BEGIN Supplied data

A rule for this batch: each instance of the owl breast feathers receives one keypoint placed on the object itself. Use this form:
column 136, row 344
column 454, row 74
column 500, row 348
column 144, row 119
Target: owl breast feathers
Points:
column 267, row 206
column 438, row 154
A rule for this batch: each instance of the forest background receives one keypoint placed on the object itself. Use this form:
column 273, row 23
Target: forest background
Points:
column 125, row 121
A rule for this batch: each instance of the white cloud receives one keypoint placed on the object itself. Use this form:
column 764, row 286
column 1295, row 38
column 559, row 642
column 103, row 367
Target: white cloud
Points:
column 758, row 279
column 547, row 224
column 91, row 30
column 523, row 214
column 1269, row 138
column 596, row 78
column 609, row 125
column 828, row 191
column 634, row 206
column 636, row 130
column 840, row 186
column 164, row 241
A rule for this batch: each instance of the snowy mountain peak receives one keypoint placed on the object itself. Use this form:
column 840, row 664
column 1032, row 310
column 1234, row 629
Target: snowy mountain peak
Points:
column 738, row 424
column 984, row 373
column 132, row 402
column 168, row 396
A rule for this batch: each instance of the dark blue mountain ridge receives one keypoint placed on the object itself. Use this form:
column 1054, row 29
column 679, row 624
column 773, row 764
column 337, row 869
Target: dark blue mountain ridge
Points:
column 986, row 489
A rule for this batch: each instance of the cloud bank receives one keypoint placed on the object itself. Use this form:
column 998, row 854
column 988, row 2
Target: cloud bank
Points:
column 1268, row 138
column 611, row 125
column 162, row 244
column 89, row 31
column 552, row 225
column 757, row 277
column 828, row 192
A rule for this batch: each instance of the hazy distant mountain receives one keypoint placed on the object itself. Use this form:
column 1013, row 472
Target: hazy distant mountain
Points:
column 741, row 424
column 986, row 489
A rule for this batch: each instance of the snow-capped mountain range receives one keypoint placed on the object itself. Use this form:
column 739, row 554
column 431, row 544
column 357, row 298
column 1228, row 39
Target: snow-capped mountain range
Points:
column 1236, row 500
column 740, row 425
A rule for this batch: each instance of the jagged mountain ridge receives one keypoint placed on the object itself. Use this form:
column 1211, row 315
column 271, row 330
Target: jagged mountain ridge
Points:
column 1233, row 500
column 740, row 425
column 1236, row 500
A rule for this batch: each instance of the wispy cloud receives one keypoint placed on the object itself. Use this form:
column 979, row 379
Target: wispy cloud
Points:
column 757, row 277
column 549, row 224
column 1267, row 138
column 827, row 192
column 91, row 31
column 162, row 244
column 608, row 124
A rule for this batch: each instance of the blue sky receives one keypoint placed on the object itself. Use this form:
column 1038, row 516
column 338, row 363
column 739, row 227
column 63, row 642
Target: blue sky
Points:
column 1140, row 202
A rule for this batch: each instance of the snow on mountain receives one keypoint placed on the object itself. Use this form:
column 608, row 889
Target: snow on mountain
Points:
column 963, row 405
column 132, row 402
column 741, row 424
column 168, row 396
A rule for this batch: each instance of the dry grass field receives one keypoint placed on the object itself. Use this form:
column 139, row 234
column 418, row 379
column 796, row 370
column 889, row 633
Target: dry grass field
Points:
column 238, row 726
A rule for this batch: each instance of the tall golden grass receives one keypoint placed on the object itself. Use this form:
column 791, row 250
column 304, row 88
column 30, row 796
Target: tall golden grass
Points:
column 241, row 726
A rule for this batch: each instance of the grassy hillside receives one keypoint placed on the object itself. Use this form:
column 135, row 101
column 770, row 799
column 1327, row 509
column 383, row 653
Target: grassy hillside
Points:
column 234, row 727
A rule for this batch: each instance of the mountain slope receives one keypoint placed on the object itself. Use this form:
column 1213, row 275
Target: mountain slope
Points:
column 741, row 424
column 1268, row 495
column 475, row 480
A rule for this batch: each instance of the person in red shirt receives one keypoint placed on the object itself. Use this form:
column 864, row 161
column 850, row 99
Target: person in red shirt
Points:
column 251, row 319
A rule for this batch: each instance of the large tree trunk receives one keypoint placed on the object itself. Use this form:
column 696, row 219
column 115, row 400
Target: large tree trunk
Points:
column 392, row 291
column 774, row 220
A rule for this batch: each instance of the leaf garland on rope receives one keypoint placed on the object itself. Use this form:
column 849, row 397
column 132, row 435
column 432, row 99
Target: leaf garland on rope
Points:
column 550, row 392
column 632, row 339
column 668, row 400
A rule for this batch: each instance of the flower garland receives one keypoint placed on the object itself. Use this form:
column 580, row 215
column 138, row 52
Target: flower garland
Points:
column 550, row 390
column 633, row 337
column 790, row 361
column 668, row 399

END Supplied data

• What is being asked
Rewrite all of the lines above with "keypoint" changed to "marker" everywhere it occurs, leaving everything else as it is.

• Response
A rule for this batch: each instance of the owl breast feathers receives one marker placed on the object itself. Use this form:
column 136, row 344
column 454, row 74
column 500, row 348
column 144, row 119
Target: owl breast feathers
Points:
column 267, row 206
column 438, row 154
A rule for this batch: each instance of the forest background receives one marker placed on the object itself. Use this form:
column 273, row 23
Target: forest background
Points:
column 125, row 121
A rule for this batch: each instance of the white cloud receives one marker placed on the object itself. Use this form:
column 764, row 286
column 1295, row 38
column 559, row 642
column 103, row 367
Target: white cloud
Points:
column 758, row 279
column 547, row 224
column 91, row 30
column 523, row 214
column 1269, row 138
column 596, row 78
column 609, row 125
column 828, row 191
column 634, row 206
column 636, row 130
column 840, row 186
column 164, row 241
A rule for this batch: each instance of the snowy mountain peak receives one marker placed on the object itself. Use this form:
column 840, row 664
column 1032, row 310
column 1234, row 629
Target: snowy mountain peak
Points:
column 738, row 424
column 984, row 373
column 132, row 402
column 168, row 396
A rule for this batch: each instance of the dark blue mountain ridge receives one marker placed on the object itself. Use this form:
column 1054, row 29
column 679, row 624
column 773, row 764
column 337, row 869
Target: dark blue mountain ridge
Points:
column 986, row 489
A rule for this batch: each instance of the cloud bank receives one marker placed on the object itself. Use this form:
column 998, row 854
column 988, row 2
Target: cloud bank
Points:
column 1268, row 138
column 611, row 125
column 162, row 244
column 89, row 31
column 552, row 225
column 757, row 277
column 828, row 192
A rule for this batch: each instance of the hazy distant mountain receives one marker placed on the object itself. Use this form:
column 1013, row 472
Target: hazy distant mountain
Points:
column 741, row 424
column 986, row 489
A rule for this batch: each instance of the snow-capped mountain range receives one marker placed on the object itself. Use this form:
column 739, row 554
column 431, row 544
column 357, row 298
column 1228, row 39
Target: snow-capped mountain range
Points:
column 1236, row 500
column 740, row 425
A rule for this batch: each instance of the jagged mountain ridge receives one marker placed on the object itself. Use this form:
column 1211, row 315
column 271, row 330
Target: jagged mountain ridge
Points:
column 1233, row 500
column 740, row 425
column 1236, row 500
A rule for this batch: each instance of the wispy cloud receives one marker placed on the object itself. Use this form:
column 979, row 379
Target: wispy cloud
Points:
column 757, row 277
column 549, row 224
column 1267, row 138
column 827, row 192
column 91, row 31
column 162, row 244
column 608, row 124
A rule for this batch: each instance of the blue sky receives one marker placed on the object itself. Use this form:
column 1038, row 516
column 338, row 363
column 739, row 227
column 63, row 642
Target: blue sky
Points:
column 1140, row 202
A rule for this batch: each instance of the snow on mountain receives one marker placed on the object itself. Use this form:
column 608, row 889
Target: snow on mountain
Points:
column 963, row 405
column 132, row 402
column 741, row 424
column 168, row 396
A rule for this batch: each instance of the dry grass field receives one marker placed on the object itself. Use this form:
column 139, row 234
column 418, row 379
column 796, row 370
column 889, row 633
Target: dry grass field
Points:
column 238, row 726
A rule for this batch: each instance of the tall golden grass receives one marker placed on the object itself. Use this form:
column 791, row 250
column 304, row 88
column 30, row 796
Target: tall golden grass
Points:
column 241, row 726
A rule for this batch: each instance of the grassy hillside receives one marker placed on the object itself. Use this form:
column 135, row 101
column 770, row 799
column 1327, row 509
column 383, row 653
Target: grassy hillside
Points:
column 234, row 727
A rule for this batch: each instance of the mountain slope receives one marker placed on the object itself. Use this form:
column 1213, row 275
Target: mountain slope
Points:
column 741, row 424
column 1268, row 495
column 475, row 480
A rule for this batch: each instance of the person in red shirt receives one marker placed on the object itself. Use this form:
column 864, row 161
column 850, row 99
Target: person in red shirt
Points:
column 251, row 319
A rule for this batch: each instance of the large tree trunk receives one marker placed on the object itself. Use this form:
column 696, row 219
column 115, row 400
Target: large tree trunk
Points:
column 392, row 291
column 774, row 220
A rule for this batch: each instance of the leaf garland on rope receives one marker placed on the object itself. Use this form:
column 849, row 397
column 132, row 435
column 432, row 99
Target: leaf garland on rope
Points:
column 550, row 392
column 632, row 339
column 668, row 400
A rule for this batch: each instance of the flower garland receives one marker placed on the object itself. Use this form:
column 580, row 215
column 138, row 52
Target: flower garland
Points:
column 550, row 390
column 633, row 337
column 790, row 361
column 668, row 399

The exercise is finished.